_REQUIRED WORK_: The expected output is an exact restatement of all the records.

(Extracted records)
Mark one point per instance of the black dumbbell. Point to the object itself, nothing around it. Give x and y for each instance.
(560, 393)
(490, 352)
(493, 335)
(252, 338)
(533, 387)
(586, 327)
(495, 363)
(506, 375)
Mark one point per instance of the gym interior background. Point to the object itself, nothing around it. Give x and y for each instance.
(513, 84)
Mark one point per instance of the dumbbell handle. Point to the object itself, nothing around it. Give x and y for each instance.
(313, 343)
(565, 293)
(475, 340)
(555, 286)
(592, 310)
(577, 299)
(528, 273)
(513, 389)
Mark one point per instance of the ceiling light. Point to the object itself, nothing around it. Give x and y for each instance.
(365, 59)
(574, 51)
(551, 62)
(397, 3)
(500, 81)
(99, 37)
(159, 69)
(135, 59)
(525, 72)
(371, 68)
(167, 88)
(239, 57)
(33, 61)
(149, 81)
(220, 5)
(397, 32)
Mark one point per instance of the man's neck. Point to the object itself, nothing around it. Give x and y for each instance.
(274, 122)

_COMPLETED TASK_:
Mark one point per instance of the black dumbbell. Point to the object itself, nothing around it. Give x and y for each instance.
(560, 393)
(490, 352)
(493, 335)
(252, 338)
(533, 387)
(586, 327)
(495, 363)
(506, 375)
Mark one point per instance of the gym interior background. Point to the object itself, nothing around it. Give x and y for each instance.
(513, 84)
Mark one point per instance of the dumbbell handle. Point to the object itself, nothing around it. Give x and y for each instance.
(313, 343)
(565, 293)
(475, 340)
(555, 286)
(592, 310)
(577, 299)
(528, 273)
(513, 389)
Mark one point per instance of the ceiling light. Point to the object itself, nothing around it. Give x and y for each instance.
(365, 59)
(574, 51)
(551, 62)
(397, 3)
(500, 81)
(99, 37)
(159, 69)
(135, 59)
(525, 72)
(371, 68)
(167, 88)
(239, 57)
(33, 61)
(149, 81)
(220, 5)
(397, 32)
Mark one point per instance of the man's neck. Point to the object itself, nothing around it. Give x and y for each instance.
(274, 122)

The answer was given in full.